Recado à Maré-2
Há vinte anos deixei o meu primeiro recado à Maré, recado de festa mas acima de tudo de esperança no futuro e agradecimento aos pioneiros que deram o passo que separa o sonho da sua realização, para a concretização que para muitos, no seu dizer, era megalómano, irrealizável, Não faltam nessas alturas os medrosos, os sépticos, os “velhos do Restelo” que vaticinam fracassos e gostariam de ver os sonhos, os projectos não passarem disso para depois se vangloriarem com “e eu não tinha razão? Nunca acreditei que a coisa tivesse pernas para andar” Mas desta vez não se ficaram a rir. A Maré vingou e cresceu e tornou-se mais e mais em Maré (viva) de Agosto.
Desde a primeira hora apoiei este projecto, colaborei na medida da minha capacidade e disponibilidade, quer profissional quer, acima de tudo familiar: colei programas no edifício do terminal do aeroporto, nos supermercados, cafés e bares, pertenci à mesa da Assembleia Geral durante anos e nos terceira edição do Festival fiz, com o Hélder Pimentel, a bilheteira num cubículo de madeira na rampa do pasto, recinto do Festival. Foi no seu rescaldo, na ressaca, com os ouvidos e o coração acalentados pelo som dos Quillaapayun, Manuel Ferreira, Rimanço, Susana Coelho, Gente da ilha, Toques, Extreme e a Brigada Vítor Jara, que, na Faneca, na solidão de um turno de trabalho o escrevi, fascinada pela realidade de um sonho escrevi o primeiro recado.
No Sábado dia 25 de Agosto de 2007 fui entrevistada para um programa que irá ser transmitido pelo ASAS sobre a 23ª edição da Maré e foi-me perguntado se considero que o “Espírito da Maré” que o Antoine de Laborde com o seu sotaque característico “institucionalizou” como “Spirrit da Marré”. Parei por eternos breves momentos: Ainda existe o tal espírito? E nesses momentos vi, mentalmente, flashes dos 23 anos passados, o trabalho de preparação dos festivais, de apoio durante os dias/noites da sua realização, era eminentemente voluntário, para além dos trabalhos executados por funcionários que a Câmara Municipal e os serviços ligados ao Governo Regional disponibilizavam; a exploração do bar era da responsabilidade da Direcção da Associação Cultural Maré de Agosto e assegurada por equipas de voluntários que cozinhavam e serviam desde as sandes até aos churrascos, às bifanas, às feijoadas ao delicioso “frango à pasto” que num ano o saudoso Luís Ribeiro cozinhou. Muitos dos artistas actuavam graciosamente, apenas lhes era paga a viagem, alguns nem isso exigiam, e arranjava-se alojamento em casa de uns e de outros que franqueavam as suas casas muito à moda de Santa Maria. É este viver mariense, estas vivências que fizeram o tal espírito. O pasto era limpo por bandos de miúdos filhos dos elementos da Direcção e de colaboradores, alguns deles são, agora, membros dos corpos gerentes.

### [Linhas de dados]
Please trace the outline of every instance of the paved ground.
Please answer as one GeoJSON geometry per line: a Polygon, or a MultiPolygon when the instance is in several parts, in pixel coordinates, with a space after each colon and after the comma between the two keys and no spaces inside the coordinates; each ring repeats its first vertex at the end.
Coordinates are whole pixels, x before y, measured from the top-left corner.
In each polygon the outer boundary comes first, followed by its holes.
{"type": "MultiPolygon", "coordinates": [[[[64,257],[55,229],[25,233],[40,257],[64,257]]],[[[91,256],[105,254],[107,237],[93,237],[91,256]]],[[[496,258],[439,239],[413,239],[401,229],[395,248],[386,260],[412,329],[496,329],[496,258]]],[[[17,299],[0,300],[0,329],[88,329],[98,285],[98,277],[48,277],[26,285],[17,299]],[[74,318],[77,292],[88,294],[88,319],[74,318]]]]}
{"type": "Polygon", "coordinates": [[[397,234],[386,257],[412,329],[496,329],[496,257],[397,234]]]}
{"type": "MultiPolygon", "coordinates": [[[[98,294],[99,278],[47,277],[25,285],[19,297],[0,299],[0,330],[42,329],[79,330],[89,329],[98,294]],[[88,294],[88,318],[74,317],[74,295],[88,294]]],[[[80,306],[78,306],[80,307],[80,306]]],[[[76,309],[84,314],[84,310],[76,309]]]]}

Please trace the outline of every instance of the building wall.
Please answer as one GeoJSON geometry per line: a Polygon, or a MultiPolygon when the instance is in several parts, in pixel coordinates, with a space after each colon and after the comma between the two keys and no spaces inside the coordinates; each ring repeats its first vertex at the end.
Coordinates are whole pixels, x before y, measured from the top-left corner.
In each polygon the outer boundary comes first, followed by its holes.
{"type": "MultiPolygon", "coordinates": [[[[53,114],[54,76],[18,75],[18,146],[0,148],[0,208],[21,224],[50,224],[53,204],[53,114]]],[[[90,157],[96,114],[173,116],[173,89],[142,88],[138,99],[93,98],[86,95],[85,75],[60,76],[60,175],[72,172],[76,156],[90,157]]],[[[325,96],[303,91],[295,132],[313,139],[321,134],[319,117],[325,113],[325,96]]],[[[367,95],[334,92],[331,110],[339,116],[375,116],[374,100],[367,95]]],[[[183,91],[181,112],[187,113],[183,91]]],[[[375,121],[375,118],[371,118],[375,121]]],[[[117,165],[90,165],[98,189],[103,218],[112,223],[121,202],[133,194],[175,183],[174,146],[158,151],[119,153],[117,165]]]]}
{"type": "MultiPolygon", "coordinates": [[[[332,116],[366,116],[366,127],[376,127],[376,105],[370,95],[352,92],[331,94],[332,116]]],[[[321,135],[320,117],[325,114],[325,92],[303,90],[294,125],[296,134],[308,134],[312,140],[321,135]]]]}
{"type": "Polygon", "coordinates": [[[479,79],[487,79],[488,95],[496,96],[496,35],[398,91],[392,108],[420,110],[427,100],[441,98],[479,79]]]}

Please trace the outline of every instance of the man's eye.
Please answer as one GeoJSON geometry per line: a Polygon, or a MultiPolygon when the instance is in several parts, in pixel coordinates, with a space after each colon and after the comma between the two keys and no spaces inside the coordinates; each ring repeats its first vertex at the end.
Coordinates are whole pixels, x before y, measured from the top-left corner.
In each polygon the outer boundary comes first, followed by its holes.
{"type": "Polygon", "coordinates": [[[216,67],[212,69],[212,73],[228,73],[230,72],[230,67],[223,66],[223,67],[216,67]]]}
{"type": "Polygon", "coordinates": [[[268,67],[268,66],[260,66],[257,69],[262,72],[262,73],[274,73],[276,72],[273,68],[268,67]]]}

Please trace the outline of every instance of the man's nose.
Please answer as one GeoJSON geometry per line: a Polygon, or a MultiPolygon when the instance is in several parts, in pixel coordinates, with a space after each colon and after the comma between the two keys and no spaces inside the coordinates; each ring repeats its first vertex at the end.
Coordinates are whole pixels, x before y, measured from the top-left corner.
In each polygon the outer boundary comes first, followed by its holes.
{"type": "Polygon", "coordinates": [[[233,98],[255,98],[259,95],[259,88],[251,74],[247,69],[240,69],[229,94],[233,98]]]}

### [O teu objetivo]
No texto sobre a Maré de Agosto, devolve sem mudar uma única palavra tudo o que vai desde "Recado à Maré-2" até "(viva) de Agosto.".

### [Resposta escrita]
Recado à Maré-2
Há vinte anos deixei o meu primeiro recado à Maré, recado de festa mas acima de tudo de esperança no futuro e agradecimento aos pioneiros que deram o passo que separa o sonho da sua realização, para a concretização que para muitos, no seu dizer, era megalómano, irrealizável, Não faltam nessas alturas os medrosos, os sépticos, os “velhos do Restelo” que vaticinam fracassos e gostariam de ver os sonhos, os projectos não passarem disso para depois se vangloriarem com “e eu não tinha razão? Nunca acreditei que a coisa tivesse pernas para andar” Mas desta vez não se ficaram a rir. A Maré vingou e cresceu e tornou-se mais e mais em Maré (viva) de Agosto.